Fencing with the Neighbors
Good fences make good neighbors. Bad
fences, on the other hand...
I live in a neighborhood where everyone has boundary fences, and
most of them were built thirty years ago when the housing
development was new. As you can imagine, a thirty year old wooden
fence has long outlived its intended structural life, but none of
the neighbors really want to deal with fixing them.
Yesterday, one of my neighbors came over to hammer violently on my
door. Apparently, some of the rotten wooden pickets between our
yards had given way, and Glindy, Spencer, and Benny were running
around exploring my neighbor's back yard.
The good news is that the dogs all came when I called, and the
neighbor nailed the rotten wooden pickets back in place. The bad
news is that this neighbor is terrified of dogs, especially dogs
Glindy's size. So, needless to say, we need to take steps to ensure
this doesn't happen again.
This, of course, raises all kinds of problems. Boundary fences--and
dogs--make for a few weird points of law. By law, I'm required to
"contain my dogs." But my neighbors and I are equally required to
maintain, repair, and replace common fencing. Since we own the
fence in common, I can't simply take unilateral action except in
very certain circumstances.

━━━━━━━━

▶ _WHAT YOU WILL DO_
a) In the text about neighborhood fences, rewrite the paragraph beginning "This, of course, raises all kinds of problems" more briefly, keeping its main facts.
b) Output the part of the text about neighborhood fences that opens with the words containing "Fencing with the" and closes with "with fixing them.".

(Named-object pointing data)
━━━━━━━━

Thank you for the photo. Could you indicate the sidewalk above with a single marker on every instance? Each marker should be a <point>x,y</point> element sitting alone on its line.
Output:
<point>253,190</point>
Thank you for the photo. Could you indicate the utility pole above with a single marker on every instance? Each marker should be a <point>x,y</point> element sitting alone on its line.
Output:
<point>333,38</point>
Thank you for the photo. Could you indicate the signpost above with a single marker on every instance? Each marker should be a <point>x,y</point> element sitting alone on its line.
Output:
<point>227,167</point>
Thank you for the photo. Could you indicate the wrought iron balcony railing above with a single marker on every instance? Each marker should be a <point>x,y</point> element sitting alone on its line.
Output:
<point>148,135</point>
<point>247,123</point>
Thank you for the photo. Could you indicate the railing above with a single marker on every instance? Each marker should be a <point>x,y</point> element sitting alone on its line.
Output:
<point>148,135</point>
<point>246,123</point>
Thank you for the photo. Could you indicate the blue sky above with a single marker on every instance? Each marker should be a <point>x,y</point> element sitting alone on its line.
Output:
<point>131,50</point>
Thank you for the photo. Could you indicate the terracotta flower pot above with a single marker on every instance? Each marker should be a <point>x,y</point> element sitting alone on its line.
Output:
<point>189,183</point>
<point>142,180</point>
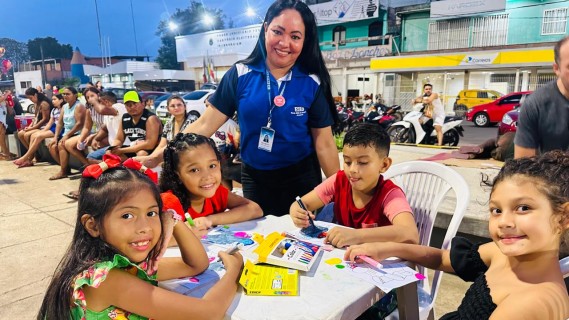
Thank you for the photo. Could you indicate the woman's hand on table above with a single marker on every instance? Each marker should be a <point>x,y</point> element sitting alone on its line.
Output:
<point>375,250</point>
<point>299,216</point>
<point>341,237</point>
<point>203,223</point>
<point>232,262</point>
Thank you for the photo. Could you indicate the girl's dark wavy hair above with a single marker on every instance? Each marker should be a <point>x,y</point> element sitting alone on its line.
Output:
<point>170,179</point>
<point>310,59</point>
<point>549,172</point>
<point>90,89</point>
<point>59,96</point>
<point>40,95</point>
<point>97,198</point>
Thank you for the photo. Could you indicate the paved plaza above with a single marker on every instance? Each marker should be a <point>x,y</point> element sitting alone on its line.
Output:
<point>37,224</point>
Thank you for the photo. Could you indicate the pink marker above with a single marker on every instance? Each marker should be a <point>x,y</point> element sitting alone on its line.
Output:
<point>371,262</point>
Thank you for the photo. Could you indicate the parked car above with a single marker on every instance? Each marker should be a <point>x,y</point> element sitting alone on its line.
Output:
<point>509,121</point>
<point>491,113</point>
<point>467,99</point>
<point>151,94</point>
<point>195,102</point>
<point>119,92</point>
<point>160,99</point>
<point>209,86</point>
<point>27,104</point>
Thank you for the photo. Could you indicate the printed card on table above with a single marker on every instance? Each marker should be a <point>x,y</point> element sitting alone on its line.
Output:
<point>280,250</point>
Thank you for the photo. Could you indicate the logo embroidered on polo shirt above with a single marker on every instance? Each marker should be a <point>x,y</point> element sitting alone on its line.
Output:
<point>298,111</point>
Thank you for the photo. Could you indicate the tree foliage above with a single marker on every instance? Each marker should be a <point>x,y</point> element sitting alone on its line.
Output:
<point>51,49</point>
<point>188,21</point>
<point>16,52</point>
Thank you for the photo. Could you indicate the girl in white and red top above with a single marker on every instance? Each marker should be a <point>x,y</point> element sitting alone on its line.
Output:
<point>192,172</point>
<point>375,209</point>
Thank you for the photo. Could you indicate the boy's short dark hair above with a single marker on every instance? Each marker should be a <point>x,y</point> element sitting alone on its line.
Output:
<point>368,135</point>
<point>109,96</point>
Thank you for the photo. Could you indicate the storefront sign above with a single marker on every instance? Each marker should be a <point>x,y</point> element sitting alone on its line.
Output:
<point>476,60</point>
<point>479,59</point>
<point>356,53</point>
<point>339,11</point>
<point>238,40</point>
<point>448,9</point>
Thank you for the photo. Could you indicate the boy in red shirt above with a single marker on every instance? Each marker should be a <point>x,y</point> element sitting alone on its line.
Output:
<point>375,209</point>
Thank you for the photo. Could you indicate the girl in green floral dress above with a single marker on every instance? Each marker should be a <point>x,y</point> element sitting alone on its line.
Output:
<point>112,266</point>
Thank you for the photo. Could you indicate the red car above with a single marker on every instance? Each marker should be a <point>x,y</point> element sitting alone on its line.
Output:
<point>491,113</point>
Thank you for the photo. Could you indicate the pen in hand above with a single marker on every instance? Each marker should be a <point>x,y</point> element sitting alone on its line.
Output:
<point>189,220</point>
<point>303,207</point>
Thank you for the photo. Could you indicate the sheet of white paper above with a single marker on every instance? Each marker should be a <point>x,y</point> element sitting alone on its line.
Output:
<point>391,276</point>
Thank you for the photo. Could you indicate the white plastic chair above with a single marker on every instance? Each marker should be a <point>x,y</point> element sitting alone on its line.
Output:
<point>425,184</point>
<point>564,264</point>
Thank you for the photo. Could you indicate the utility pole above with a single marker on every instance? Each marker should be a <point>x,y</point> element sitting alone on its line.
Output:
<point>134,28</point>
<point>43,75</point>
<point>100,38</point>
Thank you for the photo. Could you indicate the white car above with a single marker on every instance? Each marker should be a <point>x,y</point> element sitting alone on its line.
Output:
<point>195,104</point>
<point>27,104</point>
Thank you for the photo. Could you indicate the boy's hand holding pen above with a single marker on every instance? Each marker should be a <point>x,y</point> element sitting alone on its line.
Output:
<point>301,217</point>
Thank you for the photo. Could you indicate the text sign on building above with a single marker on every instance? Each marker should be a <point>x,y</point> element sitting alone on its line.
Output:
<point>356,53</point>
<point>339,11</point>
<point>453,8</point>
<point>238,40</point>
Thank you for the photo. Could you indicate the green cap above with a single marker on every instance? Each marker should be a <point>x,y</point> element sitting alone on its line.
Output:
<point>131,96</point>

━━━━━━━━

▶ _RESPONSE LIST_
a) Boundary fences and dogs raise some odd legal points. The law requires the writer to contain the dogs, but the writer and the neighbors are equally required to maintain, repair, and replace shared fencing. Because the fence is owned in common, the writer can't act alone except in very certain circumstances.

b)
Fencing with the Neighbors
Good fences make good neighbors. Bad
fences, on the other hand...
I live in a neighborhood where everyone has boundary fences, and
most of them were built thirty years ago when the housing
development was new. As you can imagine, a thirty year old wooden
fence has long outlived its intended structural life, but none of
the neighbors really want to deal with fixing them.